● **DIRECTIONS FOR THIS TASK**:
Please print the data shown below without any alteration.

***** EXERCISE MATERIALS

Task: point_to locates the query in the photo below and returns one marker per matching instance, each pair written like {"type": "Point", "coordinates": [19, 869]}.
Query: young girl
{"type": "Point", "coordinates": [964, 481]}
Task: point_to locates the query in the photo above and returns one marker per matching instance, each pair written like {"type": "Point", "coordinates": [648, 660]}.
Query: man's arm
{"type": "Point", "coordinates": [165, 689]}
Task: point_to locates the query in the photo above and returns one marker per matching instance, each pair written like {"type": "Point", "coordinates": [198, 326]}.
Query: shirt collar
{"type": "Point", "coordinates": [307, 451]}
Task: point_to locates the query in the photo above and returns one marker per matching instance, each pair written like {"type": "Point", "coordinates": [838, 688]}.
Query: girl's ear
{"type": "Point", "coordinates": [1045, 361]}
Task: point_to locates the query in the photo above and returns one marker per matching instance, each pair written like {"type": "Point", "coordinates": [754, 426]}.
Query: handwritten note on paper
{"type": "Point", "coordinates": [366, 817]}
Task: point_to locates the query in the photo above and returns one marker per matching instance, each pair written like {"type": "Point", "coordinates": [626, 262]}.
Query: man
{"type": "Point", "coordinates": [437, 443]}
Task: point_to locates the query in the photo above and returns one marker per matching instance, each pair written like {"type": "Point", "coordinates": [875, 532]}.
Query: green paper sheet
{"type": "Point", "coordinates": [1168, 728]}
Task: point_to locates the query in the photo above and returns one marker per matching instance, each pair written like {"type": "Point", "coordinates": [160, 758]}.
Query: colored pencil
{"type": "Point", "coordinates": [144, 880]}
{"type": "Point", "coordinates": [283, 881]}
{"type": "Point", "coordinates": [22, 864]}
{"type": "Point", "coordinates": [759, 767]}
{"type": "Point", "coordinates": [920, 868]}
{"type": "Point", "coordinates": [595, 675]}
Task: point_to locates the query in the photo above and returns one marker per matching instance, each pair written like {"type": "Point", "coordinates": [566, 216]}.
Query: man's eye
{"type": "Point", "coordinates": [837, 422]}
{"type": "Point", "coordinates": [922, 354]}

**********

● **EXERCISE OUTPUT**:
Task: point_to locates the query in the photo below and returns one marker per matching instance, each pair written like {"type": "Point", "coordinates": [19, 869]}.
Query: young girl
{"type": "Point", "coordinates": [964, 481]}
Task: point_to locates the query in the photo above and returns one marker per matching instance, each pair written like {"type": "Point", "coordinates": [648, 660]}.
Query: man's arm
{"type": "Point", "coordinates": [165, 689]}
Task: point_to locates the query in the photo above and returns one marker per matching instance, each pair written like {"type": "Point", "coordinates": [198, 326]}.
Query: shirt collar
{"type": "Point", "coordinates": [307, 451]}
Task: point_to locates the query in the photo above and returns one marker per matching instance, each pair written like {"type": "Point", "coordinates": [838, 688]}.
Query: girl's ear
{"type": "Point", "coordinates": [1045, 361]}
Task: point_to locates the query in the photo above and returns one marker per matching instance, each pair written like {"type": "Point", "coordinates": [754, 426]}.
Query: handwritten note on paper
{"type": "Point", "coordinates": [366, 817]}
Task: point_to locates the query in the photo above and returns one marker per matching instance, each pair written like {"type": "Point", "coordinates": [626, 262]}.
Query: man
{"type": "Point", "coordinates": [437, 443]}
Task: point_to locates the query in the photo above and returns one marker per matching instance, each pair written like {"type": "Point", "coordinates": [875, 532]}.
Query: green paper sheet
{"type": "Point", "coordinates": [1168, 728]}
Task: point_to locates the query in the photo above and returns one marker per matching instance, each pair written like {"type": "Point", "coordinates": [160, 758]}.
Query: colored pencil
{"type": "Point", "coordinates": [144, 880]}
{"type": "Point", "coordinates": [283, 881]}
{"type": "Point", "coordinates": [22, 864]}
{"type": "Point", "coordinates": [759, 767]}
{"type": "Point", "coordinates": [920, 868]}
{"type": "Point", "coordinates": [595, 675]}
Task: point_to locates the query in the photo above and returns one marker per matching instance, each pair written like {"type": "Point", "coordinates": [566, 216]}.
Query: man's eye
{"type": "Point", "coordinates": [837, 422]}
{"type": "Point", "coordinates": [922, 354]}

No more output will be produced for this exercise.